### TEXT SECTION
━━━

Hassan Touts Biden's $1.9 Trillion Relief Plan, Noncommittal on Some Parts
U.S. Sen. Maggie Hassan is keeping her options open when it comes to supporting certain priorities of President Joe Biden, including raising the minimum wage to $15 and canceling some amount of student debt.
Biden’s $1.9 trillion coronavirus relief bill would raise the minimum wage to $15, just one of many elements aimed at boosting the economy. Speaking on NHPR's The Exchange on Wednesday, Hassan says she instead supports an increase to $12.
(To listen to the full conversation, visit here. Excerpts from the show were edited slightly in this piece for clarity and brevity.)
“I want to understand more about why the minimum wage proposal is included as part of this package. And I'll listen to both sides about this, because we also know businesses have been struggling during the pandemic.”
Still, Hassan agrees with Biden that the economy needs a big boost – beyond the $600 billion package 10 Republicans recently proposed as an alternative to President Biden’s stimulus bill.
“We want the economy not only to rebound from the depths of the deep recession that the pandemic caused, especially at the end of last year,” Hassan said. “But we want it to grow in 2022, 2023, and 2024. And as the economy grows, that then allows us to address our deficit and debt.”
Biden’s package includes many elements the country needs to both defeat the pandemic and revive the economy, Hassan says, including an extension of unemployment benefits through September and substantial aid to state and local governments.
In a party-line vote, Senate Democrats voted yesterday to move Biden’s package forward through the budget reconciliation process, allowing it to pass with a simple majority vote. However, Hassan said, there are still opportunities for compromise. She is hoping to craft a bipartisan solution.
”There's nothing that precludes Republicans from voting for parts of this package or all of this package through the budget reconciliation process,” she said.
“But what is really important here is that we meet the moment with the urgency that it demands and we know that we need to get to work on it now. And that's why we started the process,” she said.
Although not included in his stimulus plan, President Biden has called for forgiving $10,000 in student debt per borrower. Some Democratic leaders, including Massachusetts Senator Elizabeth Warren, have pushed for $50,000 of debt relief per borrower. Hassan is not yet sold on either plan.
“I want to make sure that we're targeting it as effectively as possible. But I do understand the burden it places on so many young people and the drag that burden has on economic growth,” she said.
“I want to understand better from President Biden how his particular proposal would work and who would be getting the student debt relief. And I want to make sure that we approach this in as bipartisan a way as we can.”
On Vaccines: More Help on the Way
Hassan said there is a lot more to do when it comes to providing adequate supplies of vaccines but the Biden Administration did get to work quickly and recently secured 200 million more vaccine doses.
“They're also planning to set up 100 hundred sites run by the Federal Emergency Management Agency across the country. And they are recruiting, for instance, retired doctors and nurses to come out of retirement to help administer the vaccines. So there is a lot more they need to do, but they have hit the ground running.”
Hassan said prioritizing front-line essential workers and health care workers is the right thing to do. But others, too, should be prioritized, including teachers.
“There are other essential workers. I believe teachers are essential workers, and I believe that if they were vaccinated, it will help us accelerate the reopening of schools. And so I think that that should be a priority. And I know that in some states it is.”
In New Hampshire, teachers did not make it into the early phases of the vaccine rollout, prompting complaints from the state’s largest teachers’ union, which called for prioritizing teachers among the state’s high-risk first responders.

━━━

### REQUIRED ACTION 1
Quote the article on Senator Hassan word for word, covering the stretch from "In a party-line" through "a bipartisan solution.".
### REQUIRED ACTION 2
Answer these questions using the article on Senator Hassan:
(a) What minimum wage does Hassan support instead of $15?
(b) How much debt relief per borrower has Elizabeth Warren pushed for?
(c) How many more vaccine doses did the Biden Administration recently secure?

━━━

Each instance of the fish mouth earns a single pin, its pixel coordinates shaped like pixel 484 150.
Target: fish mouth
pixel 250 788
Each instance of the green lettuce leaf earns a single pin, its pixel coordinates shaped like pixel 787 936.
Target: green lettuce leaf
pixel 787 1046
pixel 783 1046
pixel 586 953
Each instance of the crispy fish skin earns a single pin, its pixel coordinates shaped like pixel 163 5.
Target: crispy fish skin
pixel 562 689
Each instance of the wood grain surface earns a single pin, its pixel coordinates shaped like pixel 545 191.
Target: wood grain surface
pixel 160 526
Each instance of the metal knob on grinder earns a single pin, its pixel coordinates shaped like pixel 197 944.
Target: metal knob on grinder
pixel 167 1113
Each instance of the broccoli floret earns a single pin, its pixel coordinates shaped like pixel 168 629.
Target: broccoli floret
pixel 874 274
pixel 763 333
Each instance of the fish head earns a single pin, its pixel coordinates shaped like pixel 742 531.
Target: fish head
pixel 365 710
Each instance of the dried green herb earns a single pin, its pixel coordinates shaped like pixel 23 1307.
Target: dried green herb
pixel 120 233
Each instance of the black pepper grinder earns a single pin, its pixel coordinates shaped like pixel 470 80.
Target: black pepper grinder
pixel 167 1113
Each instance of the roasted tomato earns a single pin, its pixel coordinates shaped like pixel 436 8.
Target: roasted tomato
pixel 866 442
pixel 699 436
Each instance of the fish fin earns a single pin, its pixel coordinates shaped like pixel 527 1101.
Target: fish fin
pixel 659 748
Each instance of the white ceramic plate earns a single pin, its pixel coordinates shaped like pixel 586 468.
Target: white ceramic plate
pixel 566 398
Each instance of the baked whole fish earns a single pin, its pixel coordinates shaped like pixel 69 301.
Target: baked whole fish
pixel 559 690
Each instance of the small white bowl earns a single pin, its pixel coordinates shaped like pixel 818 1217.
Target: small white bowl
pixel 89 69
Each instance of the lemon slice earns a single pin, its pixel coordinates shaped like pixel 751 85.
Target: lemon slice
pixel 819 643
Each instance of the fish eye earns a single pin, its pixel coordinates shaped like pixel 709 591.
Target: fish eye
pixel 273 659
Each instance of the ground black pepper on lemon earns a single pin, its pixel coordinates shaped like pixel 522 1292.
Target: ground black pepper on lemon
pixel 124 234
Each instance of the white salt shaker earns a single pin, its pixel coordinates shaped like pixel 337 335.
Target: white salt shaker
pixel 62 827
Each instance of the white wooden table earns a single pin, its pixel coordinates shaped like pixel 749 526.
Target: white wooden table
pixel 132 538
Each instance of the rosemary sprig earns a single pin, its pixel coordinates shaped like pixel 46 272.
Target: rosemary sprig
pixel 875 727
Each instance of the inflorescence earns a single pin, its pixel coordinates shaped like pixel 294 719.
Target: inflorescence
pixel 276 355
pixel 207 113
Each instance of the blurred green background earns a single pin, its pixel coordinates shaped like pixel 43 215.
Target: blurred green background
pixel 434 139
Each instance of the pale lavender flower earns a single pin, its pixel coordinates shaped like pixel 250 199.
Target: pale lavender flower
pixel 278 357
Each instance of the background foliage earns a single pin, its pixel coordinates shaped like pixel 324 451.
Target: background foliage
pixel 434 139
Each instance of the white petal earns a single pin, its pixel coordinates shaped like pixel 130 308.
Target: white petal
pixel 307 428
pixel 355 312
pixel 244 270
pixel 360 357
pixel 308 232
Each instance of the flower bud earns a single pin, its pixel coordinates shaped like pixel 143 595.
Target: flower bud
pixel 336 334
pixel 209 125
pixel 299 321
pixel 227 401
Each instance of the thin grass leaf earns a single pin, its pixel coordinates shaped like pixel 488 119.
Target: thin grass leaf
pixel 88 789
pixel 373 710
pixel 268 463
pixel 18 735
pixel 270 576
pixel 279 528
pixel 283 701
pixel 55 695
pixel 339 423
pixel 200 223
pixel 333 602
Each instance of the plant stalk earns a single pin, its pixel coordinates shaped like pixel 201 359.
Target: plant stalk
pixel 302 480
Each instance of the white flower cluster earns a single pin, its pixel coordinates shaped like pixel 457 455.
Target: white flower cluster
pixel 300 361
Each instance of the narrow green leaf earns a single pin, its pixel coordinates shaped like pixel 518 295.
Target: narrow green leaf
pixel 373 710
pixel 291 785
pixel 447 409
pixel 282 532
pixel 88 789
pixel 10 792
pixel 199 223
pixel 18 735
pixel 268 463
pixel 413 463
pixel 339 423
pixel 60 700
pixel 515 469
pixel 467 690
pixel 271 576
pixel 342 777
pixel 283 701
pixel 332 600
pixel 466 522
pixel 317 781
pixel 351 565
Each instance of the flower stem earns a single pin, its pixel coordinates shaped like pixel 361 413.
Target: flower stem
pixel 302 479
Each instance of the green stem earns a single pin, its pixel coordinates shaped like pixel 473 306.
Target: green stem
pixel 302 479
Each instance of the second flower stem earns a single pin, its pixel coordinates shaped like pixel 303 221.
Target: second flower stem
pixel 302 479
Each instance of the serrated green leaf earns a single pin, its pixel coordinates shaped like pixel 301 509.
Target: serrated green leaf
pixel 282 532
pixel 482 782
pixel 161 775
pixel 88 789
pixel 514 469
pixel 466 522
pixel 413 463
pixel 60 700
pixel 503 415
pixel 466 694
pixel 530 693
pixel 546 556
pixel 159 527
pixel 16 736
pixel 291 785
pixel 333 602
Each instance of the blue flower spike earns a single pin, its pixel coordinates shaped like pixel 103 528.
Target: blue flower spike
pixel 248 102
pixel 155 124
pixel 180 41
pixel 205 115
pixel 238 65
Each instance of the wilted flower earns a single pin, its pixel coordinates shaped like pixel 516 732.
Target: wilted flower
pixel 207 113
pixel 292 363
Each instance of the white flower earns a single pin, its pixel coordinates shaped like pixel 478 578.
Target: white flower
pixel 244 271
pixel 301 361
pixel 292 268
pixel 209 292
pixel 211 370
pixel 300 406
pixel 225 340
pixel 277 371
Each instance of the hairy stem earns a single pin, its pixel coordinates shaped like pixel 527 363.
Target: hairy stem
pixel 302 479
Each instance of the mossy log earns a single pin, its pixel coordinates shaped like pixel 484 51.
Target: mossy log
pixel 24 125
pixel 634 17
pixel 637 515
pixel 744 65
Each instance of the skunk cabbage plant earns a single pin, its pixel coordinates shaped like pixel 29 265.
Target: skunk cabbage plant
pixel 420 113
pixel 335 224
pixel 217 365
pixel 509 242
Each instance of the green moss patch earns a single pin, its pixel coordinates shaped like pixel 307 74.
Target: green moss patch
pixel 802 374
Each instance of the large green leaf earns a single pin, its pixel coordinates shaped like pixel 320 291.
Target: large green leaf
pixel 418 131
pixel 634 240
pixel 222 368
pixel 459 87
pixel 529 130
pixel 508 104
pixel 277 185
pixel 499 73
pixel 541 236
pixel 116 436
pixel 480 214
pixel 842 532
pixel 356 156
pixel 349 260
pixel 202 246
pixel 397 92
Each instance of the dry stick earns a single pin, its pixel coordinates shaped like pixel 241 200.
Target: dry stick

━━━

### EXPECTED OUTPUT 1
In a party-line vote, Senate Democrats voted yesterday to move Biden’s package forward through the budget reconciliation process, allowing it to pass with a simple majority vote. However, Hassan said, there are still opportunities for compromise. She is hoping to craft a bipartisan solution.

### EXPECTED OUTPUT 2
(a) $12
(b) $50,000
(c) 200 million